#### Exercise inputs ####

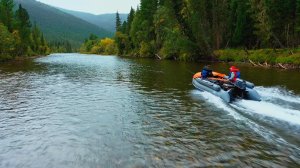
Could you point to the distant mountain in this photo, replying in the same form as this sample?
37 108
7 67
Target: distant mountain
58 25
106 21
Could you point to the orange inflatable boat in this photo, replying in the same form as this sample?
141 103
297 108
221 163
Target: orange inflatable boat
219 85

####
#### Exercise inputs ####

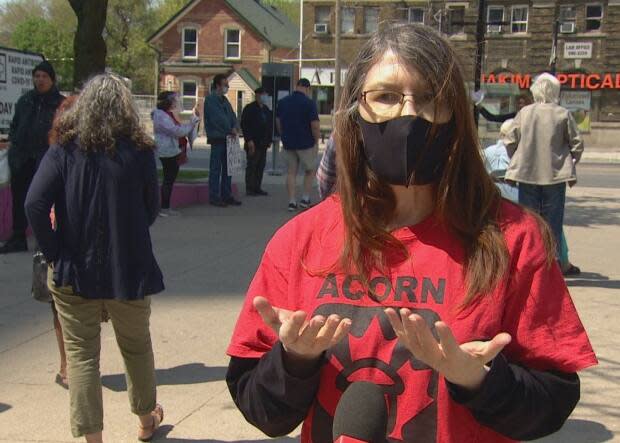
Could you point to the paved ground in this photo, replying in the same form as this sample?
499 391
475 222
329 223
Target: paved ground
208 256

####
#### Exercise inputs ####

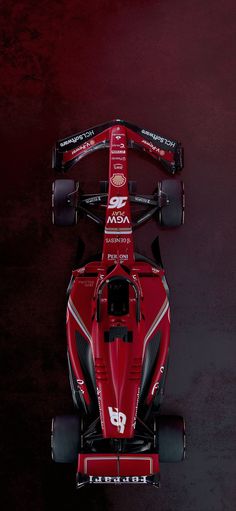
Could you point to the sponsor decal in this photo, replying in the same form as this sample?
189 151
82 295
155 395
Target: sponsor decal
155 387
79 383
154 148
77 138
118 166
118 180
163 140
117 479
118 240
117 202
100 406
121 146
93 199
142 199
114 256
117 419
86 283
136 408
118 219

####

_Goal of the exercise_
Select every line of the records above that contains the string "distant", matching case exactly, and copy each one out.

_Result for this task_
Could you point to the distant mountain in this photo, replying in the same form as this sample?
Target: distant mountain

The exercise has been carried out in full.